ECLI:NL:RBZWB:2024:8373

Rechtbank Zeeland-West-Brabant

Datum uitspraak
20 november 2024
Publicatiedatum
6 december 2024
Zaaknummer
10918896 CV EXPL 24-669 (E)
Instantie
Rechtbank Zeeland-West-Brabant
Type
Uitspraak
Procedures
  • Bodemzaak
Rechters
  • mr. Ebben
Vindplaatsen
  • Rechtspraak.nl
AI samenvatting door LexboostAutomatisch gegenereerd

Huurprijsbepaling en energieprestatie in huurrechtelijke geschillen

In deze zaak, behandeld door de Kantonrechter van de Rechtbank Zeeland-West-Brabant, is op 20 november 2024 een eindvonnis uitgesproken in een huurrechtelijke kwestie. De eiseres, een B.V. gevestigd in [plaats 1], heeft een geschil met de gedaagde, gevestigd in [plaats 2], over de huurprijs van een woning. De kern van het geschil betreft de vraag of het gehuurde voldoet aan de energieprestatie-eisen zoals gesteld in het Bouwbesluit 2012 voor nieuwbouwwoningen. De eiseres heeft gesteld dat de verbouwing van het gebouw heeft geleid tot een energetisch niveau dat vergelijkbaar is met het nieuwbouwniveau in 2021, onderbouwd met diverse stukken en een e-mail van een bouwkundige. De gedaagde heeft echter betwist dat de energieprestatie voldoet aan de wettelijke eisen en heeft gewezen op het ontbreken van een energielabel.

De kantonrechter heeft in zijn beoordeling geconcludeerd dat de eiseres niet voldoende bewijs heeft geleverd dat het gebouw voldoet aan de energieprestatie-eisen. De kantonrechter heeft vastgesteld dat de energieprestatie moet worden beoordeeld op basis van het bouwjaar van het gebouw, dat in dit geval 1976 of ouder is, wat resulteert in een puntentelling van nul voor de energieprestatie. De Huurcommissie had eerder een huurprijs van € 406,14 per maand vastgesteld op basis van deze punten. De kantonrechter heeft de huurprijs bevestigd en de eiseres in het ongelijk gesteld, waardoor zij de proceskosten van de gedaagde moet vergoeden. Het vonnis is uitvoerbaar bij voorraad verklaard en het meer of anders gevorderde is afgewezen.

Uitspraak

RECHTBANKZEELAND-WEST-BRABANT
Civiel recht
Kantonrechter
Zittingsplaats Tilburg
Zaaknummer: 10918896 \ CV EXPL 24-669
Vonnis van 20 november 2024
in de zaak van
[eiseres] B.V.",
te [plaats 1] ,
eisende partij,
hierna te noemen: [eiseres] ,
gemachtigde: mr. S.V.M. Stevens,
tegen
[gedaagde],
te [plaats 2] ,
gedaagde partij,
hierna te noemen: [gedaagde] ,
gemachtigde: mr. G. Gabrelian.

^^^^^^^^^^^^^^^^

» **Opdracht**
Typ alstublieft het deel van het fragment over dat opent met de woorden die "De kantonrechter heeft in" bevatten en sluit met "gevorderde is afgewezen.". De gegevens spelen hierbij geen enkele rol.

» **Aangeleverde gegevens**
^^^^^^^^^^^^^^^^

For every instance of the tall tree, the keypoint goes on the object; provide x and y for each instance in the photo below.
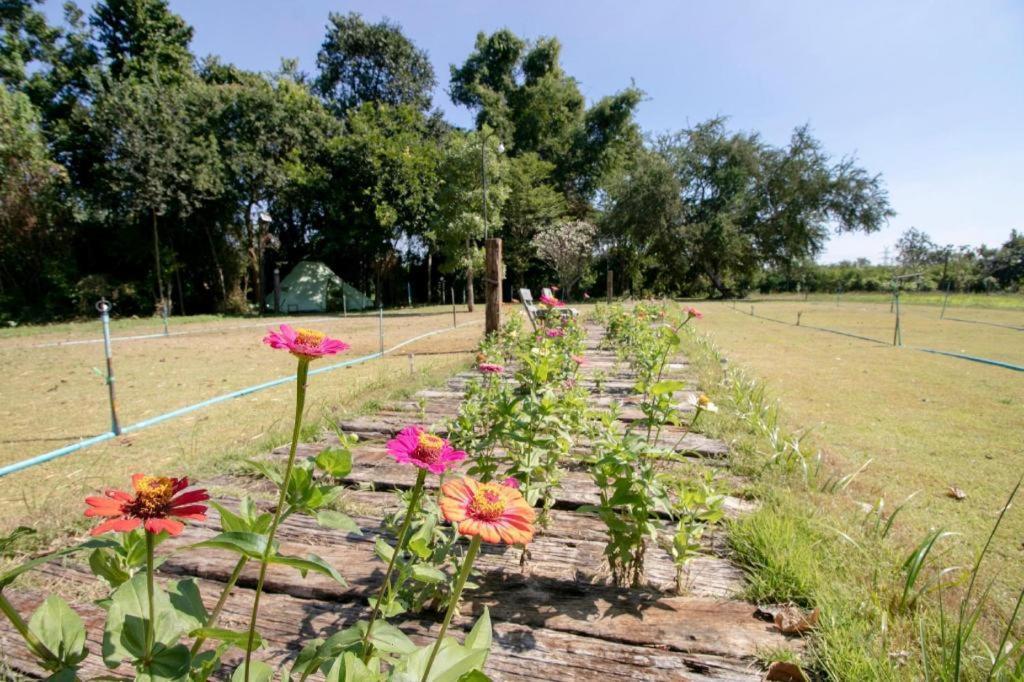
(360, 62)
(459, 221)
(141, 36)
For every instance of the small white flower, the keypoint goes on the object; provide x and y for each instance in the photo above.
(700, 401)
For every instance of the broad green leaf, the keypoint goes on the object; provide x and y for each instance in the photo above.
(248, 544)
(338, 521)
(311, 562)
(187, 603)
(108, 564)
(389, 639)
(259, 672)
(60, 630)
(124, 634)
(168, 665)
(427, 573)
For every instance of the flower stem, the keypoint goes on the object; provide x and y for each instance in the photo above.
(30, 638)
(467, 565)
(151, 624)
(300, 399)
(402, 539)
(215, 613)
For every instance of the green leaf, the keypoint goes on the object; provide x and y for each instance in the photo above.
(124, 634)
(389, 639)
(667, 386)
(335, 462)
(168, 665)
(383, 550)
(60, 630)
(479, 636)
(108, 564)
(427, 573)
(258, 672)
(248, 544)
(311, 562)
(187, 603)
(233, 637)
(337, 521)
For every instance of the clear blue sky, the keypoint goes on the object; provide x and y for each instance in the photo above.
(930, 94)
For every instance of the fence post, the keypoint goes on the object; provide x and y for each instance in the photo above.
(104, 316)
(493, 285)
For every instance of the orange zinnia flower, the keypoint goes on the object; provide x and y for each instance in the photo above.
(153, 506)
(496, 512)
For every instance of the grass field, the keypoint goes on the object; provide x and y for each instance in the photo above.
(926, 422)
(53, 396)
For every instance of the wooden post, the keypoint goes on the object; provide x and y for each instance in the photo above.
(493, 289)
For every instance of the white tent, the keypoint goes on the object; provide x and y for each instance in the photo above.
(312, 287)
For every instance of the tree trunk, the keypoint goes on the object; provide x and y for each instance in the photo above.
(430, 263)
(217, 266)
(469, 276)
(156, 255)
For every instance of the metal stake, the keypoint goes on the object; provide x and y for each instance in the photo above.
(104, 315)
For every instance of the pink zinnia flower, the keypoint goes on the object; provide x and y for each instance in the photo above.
(551, 301)
(158, 504)
(304, 342)
(417, 446)
(491, 368)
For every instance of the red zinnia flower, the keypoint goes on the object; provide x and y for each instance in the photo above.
(155, 503)
(304, 342)
(496, 512)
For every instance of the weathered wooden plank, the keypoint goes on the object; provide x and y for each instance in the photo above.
(519, 652)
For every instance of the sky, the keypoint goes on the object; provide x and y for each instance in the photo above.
(928, 93)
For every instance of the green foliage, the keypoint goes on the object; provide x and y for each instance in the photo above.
(372, 62)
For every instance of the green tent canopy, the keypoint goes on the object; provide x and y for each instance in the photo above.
(312, 287)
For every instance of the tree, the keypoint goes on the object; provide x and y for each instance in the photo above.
(458, 222)
(915, 249)
(532, 205)
(140, 37)
(568, 248)
(152, 164)
(361, 62)
(520, 90)
(31, 247)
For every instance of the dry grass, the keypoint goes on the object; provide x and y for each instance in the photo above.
(52, 397)
(926, 421)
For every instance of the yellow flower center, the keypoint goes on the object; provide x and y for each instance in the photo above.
(308, 337)
(153, 495)
(429, 448)
(487, 503)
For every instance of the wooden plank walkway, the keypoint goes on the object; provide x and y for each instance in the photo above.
(558, 617)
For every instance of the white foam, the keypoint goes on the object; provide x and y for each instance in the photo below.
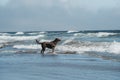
(42, 32)
(104, 34)
(110, 47)
(32, 33)
(71, 31)
(4, 34)
(19, 33)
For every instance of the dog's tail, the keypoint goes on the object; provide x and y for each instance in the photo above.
(37, 41)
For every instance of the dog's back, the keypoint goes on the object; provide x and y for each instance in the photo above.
(50, 45)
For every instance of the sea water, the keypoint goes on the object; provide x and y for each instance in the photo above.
(81, 55)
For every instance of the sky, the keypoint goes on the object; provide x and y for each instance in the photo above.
(58, 15)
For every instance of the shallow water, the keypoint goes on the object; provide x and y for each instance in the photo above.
(60, 67)
(81, 55)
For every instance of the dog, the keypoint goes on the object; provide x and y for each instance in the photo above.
(50, 45)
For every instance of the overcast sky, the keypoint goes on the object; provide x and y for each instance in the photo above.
(51, 15)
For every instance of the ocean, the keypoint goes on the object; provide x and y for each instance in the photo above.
(80, 55)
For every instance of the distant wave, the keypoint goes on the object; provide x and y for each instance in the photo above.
(72, 31)
(4, 34)
(18, 33)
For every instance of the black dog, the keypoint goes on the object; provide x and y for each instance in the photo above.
(50, 45)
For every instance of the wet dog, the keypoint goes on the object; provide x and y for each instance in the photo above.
(50, 45)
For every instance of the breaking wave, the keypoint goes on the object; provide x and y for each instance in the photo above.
(72, 31)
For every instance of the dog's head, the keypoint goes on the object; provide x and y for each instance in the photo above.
(57, 39)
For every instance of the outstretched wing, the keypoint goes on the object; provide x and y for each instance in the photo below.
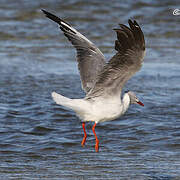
(90, 59)
(130, 45)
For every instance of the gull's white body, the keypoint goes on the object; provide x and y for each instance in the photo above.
(97, 110)
(101, 81)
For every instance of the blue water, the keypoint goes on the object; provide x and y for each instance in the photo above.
(41, 140)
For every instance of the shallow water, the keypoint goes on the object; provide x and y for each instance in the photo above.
(41, 140)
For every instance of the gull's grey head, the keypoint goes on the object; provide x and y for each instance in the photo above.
(133, 98)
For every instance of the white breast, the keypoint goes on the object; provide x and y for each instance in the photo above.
(102, 110)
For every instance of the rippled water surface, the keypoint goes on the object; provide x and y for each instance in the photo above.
(41, 140)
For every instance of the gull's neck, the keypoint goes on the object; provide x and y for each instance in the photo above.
(125, 102)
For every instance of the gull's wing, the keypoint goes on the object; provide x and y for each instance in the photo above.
(130, 45)
(90, 59)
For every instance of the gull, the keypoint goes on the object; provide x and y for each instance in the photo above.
(103, 82)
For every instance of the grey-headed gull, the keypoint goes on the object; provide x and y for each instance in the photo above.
(101, 81)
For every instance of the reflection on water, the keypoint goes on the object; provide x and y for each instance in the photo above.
(41, 140)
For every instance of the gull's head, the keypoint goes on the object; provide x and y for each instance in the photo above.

^^^^^^^^^^^^^^^^

» **Volledig antwoord**
De kantonrechter heeft in zijn beoordeling geconcludeerd dat de eiseres niet voldoende bewijs heeft geleverd dat het gebouw voldoet aan de energieprestatie-eisen. De kantonrechter heeft vastgesteld dat de energieprestatie moet worden beoordeeld op basis van het bouwjaar van het gebouw, dat in dit geval 1976 of ouder is, wat resulteert in een puntentelling van nul voor de energieprestatie. De Huurcommissie had eerder een huurprijs van € 406,14 per maand vastgesteld op basis van deze punten. De kantonrechter heeft de huurprijs bevestigd en de eiseres in het ongelijk gesteld, waardoor zij de proceskosten van de gedaagde moet vergoeden. Het vonnis is uitvoerbaar bij voorraad verklaard en het meer of anders gevorderde is afgewezen.